Segment Start: DATA

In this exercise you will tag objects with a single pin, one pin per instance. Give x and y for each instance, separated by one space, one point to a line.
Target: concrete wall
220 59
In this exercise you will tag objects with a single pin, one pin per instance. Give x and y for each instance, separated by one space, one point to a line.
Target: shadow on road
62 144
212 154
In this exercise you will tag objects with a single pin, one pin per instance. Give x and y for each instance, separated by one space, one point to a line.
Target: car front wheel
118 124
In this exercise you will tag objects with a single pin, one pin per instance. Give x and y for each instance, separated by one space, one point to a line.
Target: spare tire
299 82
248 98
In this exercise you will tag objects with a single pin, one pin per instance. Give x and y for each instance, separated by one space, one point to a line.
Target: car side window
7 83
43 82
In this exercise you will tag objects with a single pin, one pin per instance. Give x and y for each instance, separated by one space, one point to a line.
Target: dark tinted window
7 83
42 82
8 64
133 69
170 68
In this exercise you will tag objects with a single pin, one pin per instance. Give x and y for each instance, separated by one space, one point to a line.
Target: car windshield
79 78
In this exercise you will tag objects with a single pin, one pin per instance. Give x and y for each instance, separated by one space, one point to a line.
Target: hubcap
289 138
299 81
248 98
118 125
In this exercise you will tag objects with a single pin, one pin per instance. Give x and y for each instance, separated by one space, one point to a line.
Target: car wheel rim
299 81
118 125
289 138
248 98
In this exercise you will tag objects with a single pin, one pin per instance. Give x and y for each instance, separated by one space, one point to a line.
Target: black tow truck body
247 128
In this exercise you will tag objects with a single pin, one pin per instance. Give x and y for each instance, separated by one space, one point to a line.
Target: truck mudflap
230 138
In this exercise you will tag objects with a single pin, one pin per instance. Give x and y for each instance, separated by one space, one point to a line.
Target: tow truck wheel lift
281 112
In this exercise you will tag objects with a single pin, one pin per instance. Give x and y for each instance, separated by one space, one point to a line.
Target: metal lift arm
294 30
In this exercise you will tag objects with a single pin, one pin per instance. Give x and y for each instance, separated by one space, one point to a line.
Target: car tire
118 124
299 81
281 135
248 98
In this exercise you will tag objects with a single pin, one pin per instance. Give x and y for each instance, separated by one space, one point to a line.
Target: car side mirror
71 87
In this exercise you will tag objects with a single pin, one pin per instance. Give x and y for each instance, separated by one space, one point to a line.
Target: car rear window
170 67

Segment End: DATA

*TASK TO COMPLETE*
Copy the material above so that it matches line for line.

*FINISHED EXERCISE*
In this exercise you will tag objects with a single pin, one pin per instance. Give x and y for each instance, separated by one space, one point to a line.
Target: concrete wall
220 59
In this exercise you will tag objects with a single pin, one pin per instance. Give x and y for each instance, separated by one space, one point to a line.
Target: shadow on road
62 144
212 154
In this exercise you will tag objects with a single pin, one pin per instance. Give x and y for each instance, separated by one space, one point to a line.
Target: car front wheel
118 124
In this exercise you will tag objects with a single pin, one pin per instance. Give x and y for each instance, separated by one space, one point to a line.
Target: spare tire
299 82
248 98
In this exercise you will tag objects with a single pin, one pin per instance. Give x and y for each instance, separated by one space, one point to a line.
Target: car side window
7 83
43 82
In this exercise you will tag objects with a single pin, one pin per instance. Give x and y for each instance, separated by one space, one point to a line.
Target: dark tinted window
7 83
42 82
8 64
133 69
170 68
In this exercise you will tag objects with a single pin, one pin per instance. Give x and y for each instance, separated by one space, one point to a line.
Target: car windshield
79 78
In this exercise you will tag objects with a single pin, one pin per instance. Give x and y for each instance, separated by one space, one point to a line.
Target: hubcap
289 138
299 81
248 98
118 125
In this exercise you will tag objects with a single pin, one pin per instance. Give x and y for each instance, separated by one space, one point to a line.
Target: car wheel rim
299 81
118 125
289 138
248 98
In this exercise you will tag objects with a single pin, one pin per instance. Give x and y for each instance, separated by one space, one point to a line.
Target: black tow truck body
247 128
In this exercise you will tag objects with a single pin, one pin per instance. Give x and y for each instance, separated by one space, one point to a line.
Target: truck mudflap
230 138
In this exercise you will tag objects with a single pin, one pin per instance. Give x and y for each instance, separated by one space, one point to a line.
Target: tow truck wheel lift
281 112
In this exercise you will tag objects with a single pin, one pin per instance. Give x and y for each instance, separated by one space, one point to a line.
Target: metal lift arm
294 30
In this exercise you will tag objects with a single pin, one pin per instance. Give x and y for each instance, separated by one space, one point to a line.
Target: car tire
118 124
299 81
281 135
248 98
In this exercise you will tag objects with a single pin, one pin per instance. Give x and y for each instance, separated by one space, one point to a line.
Target: car side mirror
71 87
In this exercise you will tag objects with a single pin, one pin per instance. Give x and y for each instance, separated by one space, one point to a line.
Target: car rear window
170 67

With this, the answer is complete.